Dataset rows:
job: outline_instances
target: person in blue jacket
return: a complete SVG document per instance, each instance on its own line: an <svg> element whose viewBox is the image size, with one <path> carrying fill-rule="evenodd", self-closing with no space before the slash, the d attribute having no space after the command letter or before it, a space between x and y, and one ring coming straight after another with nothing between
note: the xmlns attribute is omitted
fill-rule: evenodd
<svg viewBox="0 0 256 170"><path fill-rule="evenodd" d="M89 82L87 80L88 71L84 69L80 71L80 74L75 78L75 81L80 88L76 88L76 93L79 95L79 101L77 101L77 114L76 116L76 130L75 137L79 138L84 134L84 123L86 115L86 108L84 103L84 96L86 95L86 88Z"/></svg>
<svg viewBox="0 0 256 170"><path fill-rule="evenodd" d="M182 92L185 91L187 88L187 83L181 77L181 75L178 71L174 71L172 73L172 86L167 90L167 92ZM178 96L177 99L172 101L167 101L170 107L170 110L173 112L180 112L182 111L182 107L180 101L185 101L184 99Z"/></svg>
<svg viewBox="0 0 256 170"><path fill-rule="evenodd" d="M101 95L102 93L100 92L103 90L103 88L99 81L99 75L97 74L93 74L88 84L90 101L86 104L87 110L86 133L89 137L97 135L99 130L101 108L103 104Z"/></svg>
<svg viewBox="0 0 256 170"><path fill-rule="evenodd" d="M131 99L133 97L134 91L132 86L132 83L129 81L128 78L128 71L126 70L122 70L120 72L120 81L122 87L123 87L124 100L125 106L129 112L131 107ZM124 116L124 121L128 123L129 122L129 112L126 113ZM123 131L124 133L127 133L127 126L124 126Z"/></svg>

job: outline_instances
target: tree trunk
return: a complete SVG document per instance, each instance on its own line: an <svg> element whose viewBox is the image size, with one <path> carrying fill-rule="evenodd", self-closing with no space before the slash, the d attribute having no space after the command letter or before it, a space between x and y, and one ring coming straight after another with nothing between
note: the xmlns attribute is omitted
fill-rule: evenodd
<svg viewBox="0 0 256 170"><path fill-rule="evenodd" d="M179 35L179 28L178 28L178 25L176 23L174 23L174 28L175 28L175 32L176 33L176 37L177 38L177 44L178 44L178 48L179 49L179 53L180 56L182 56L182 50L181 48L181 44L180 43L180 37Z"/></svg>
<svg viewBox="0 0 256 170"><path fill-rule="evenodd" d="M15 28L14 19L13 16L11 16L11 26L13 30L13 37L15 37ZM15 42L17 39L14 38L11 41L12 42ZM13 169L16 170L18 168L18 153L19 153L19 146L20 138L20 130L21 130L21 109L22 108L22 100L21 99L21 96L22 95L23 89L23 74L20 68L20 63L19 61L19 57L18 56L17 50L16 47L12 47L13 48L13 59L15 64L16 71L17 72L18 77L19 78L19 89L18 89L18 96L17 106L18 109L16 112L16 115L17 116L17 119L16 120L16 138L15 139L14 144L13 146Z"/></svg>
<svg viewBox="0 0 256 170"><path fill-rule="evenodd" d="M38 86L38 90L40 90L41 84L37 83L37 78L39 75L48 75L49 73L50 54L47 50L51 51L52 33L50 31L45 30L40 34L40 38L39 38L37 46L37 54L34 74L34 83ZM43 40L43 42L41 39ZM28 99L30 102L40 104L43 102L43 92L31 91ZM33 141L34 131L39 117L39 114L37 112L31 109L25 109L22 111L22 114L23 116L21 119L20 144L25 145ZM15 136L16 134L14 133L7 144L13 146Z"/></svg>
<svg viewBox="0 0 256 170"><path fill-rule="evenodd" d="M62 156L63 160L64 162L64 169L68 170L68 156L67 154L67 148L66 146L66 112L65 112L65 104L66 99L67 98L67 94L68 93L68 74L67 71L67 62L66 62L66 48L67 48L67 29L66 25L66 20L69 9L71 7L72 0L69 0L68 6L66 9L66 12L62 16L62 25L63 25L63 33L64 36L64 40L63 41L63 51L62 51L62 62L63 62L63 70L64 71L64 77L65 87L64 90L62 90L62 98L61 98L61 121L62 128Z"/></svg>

▸ **What is expected**
Quote every one of the rows above word for word, with no line altered.

▸ **The result**
job: outline_instances
target: person in blue jacket
return: a complete SVG document per instance, each instance on its own line: an <svg> element whose viewBox is the image size, with one <path> carrying fill-rule="evenodd", self-closing with no space before the slash, the d attribute having no space after the command letter or before it, a space between x and y, and one ring coming straight after another with nothing between
note: the xmlns attribute is omitted
fill-rule: evenodd
<svg viewBox="0 0 256 170"><path fill-rule="evenodd" d="M89 82L87 80L88 71L84 69L80 71L80 74L75 78L75 81L80 88L76 88L76 93L79 95L79 101L77 101L77 114L76 116L76 130L75 137L79 138L84 134L84 123L86 115L86 108L84 103L84 96L86 95L86 88Z"/></svg>
<svg viewBox="0 0 256 170"><path fill-rule="evenodd" d="M182 92L185 91L187 88L187 83L181 77L181 75L178 71L174 71L172 73L172 86L167 90L167 92ZM178 96L177 99L172 101L167 101L170 107L170 110L173 112L180 112L182 111L182 107L180 101L185 101L184 99Z"/></svg>
<svg viewBox="0 0 256 170"><path fill-rule="evenodd" d="M101 95L102 93L100 92L103 90L103 88L99 81L99 75L97 74L93 74L88 84L90 101L86 104L87 110L86 133L89 137L97 135L99 130L101 108L103 104Z"/></svg>
<svg viewBox="0 0 256 170"><path fill-rule="evenodd" d="M131 99L133 97L134 91L132 86L132 83L129 81L128 78L128 71L126 70L122 70L120 72L120 81L122 87L123 87L124 100L125 106L129 112L131 107ZM124 116L124 121L128 123L129 122L129 112L126 113ZM123 131L124 133L127 133L127 126L124 126Z"/></svg>

job: outline_instances
target: tree trunk
return: a complete SVG document per instance, each instance on its own line: an <svg> element whose viewBox is the image size, with one <path> carrying fill-rule="evenodd", self-closing with no space before the slash, the d attribute having no space after the command letter or before it, a space between x and y, and one ring coming straight after another with nothing between
note: the xmlns attribute is omitted
fill-rule: evenodd
<svg viewBox="0 0 256 170"><path fill-rule="evenodd" d="M179 35L179 28L178 28L178 25L176 23L174 23L174 28L175 28L175 32L176 33L176 37L177 38L177 44L178 44L178 48L179 49L179 53L180 56L182 56L182 50L181 48L181 44L180 43L180 37Z"/></svg>
<svg viewBox="0 0 256 170"><path fill-rule="evenodd" d="M15 28L14 19L13 16L11 16L11 26L13 30L13 37L15 37ZM15 42L17 39L14 38L11 41L12 42ZM13 169L16 170L18 168L18 153L19 153L19 146L20 138L20 130L21 130L21 109L22 108L22 100L21 99L21 96L22 95L23 89L23 74L20 68L20 63L19 61L19 57L18 56L17 50L16 47L12 47L13 48L13 59L15 64L16 71L17 72L18 77L19 78L19 89L18 89L18 96L17 106L18 109L16 112L16 115L17 116L17 119L16 120L16 138L15 139L14 144L13 146Z"/></svg>
<svg viewBox="0 0 256 170"><path fill-rule="evenodd" d="M38 86L38 90L40 90L41 84L37 83L37 78L39 75L48 75L49 73L50 54L47 50L51 51L52 33L50 31L45 30L40 34L40 38L39 38L37 46L37 54L34 74L34 83ZM43 40L43 42L41 39ZM28 99L30 102L40 104L43 102L43 92L31 91ZM33 141L34 131L39 117L39 114L37 112L31 109L25 109L22 111L22 114L23 116L21 119L20 144L25 145ZM15 136L16 134L14 133L7 144L13 146Z"/></svg>
<svg viewBox="0 0 256 170"><path fill-rule="evenodd" d="M62 156L63 160L64 162L64 169L68 170L68 156L67 154L67 148L66 146L66 112L65 112L65 104L66 99L67 98L67 94L68 93L68 74L67 71L67 62L66 62L66 48L67 48L67 29L66 25L66 20L69 9L71 7L72 0L69 0L68 6L66 9L66 12L62 16L62 25L63 25L63 33L64 36L64 40L63 41L63 51L62 51L62 62L63 62L63 70L64 71L64 77L65 87L64 90L62 90L62 98L61 98L61 121L62 128Z"/></svg>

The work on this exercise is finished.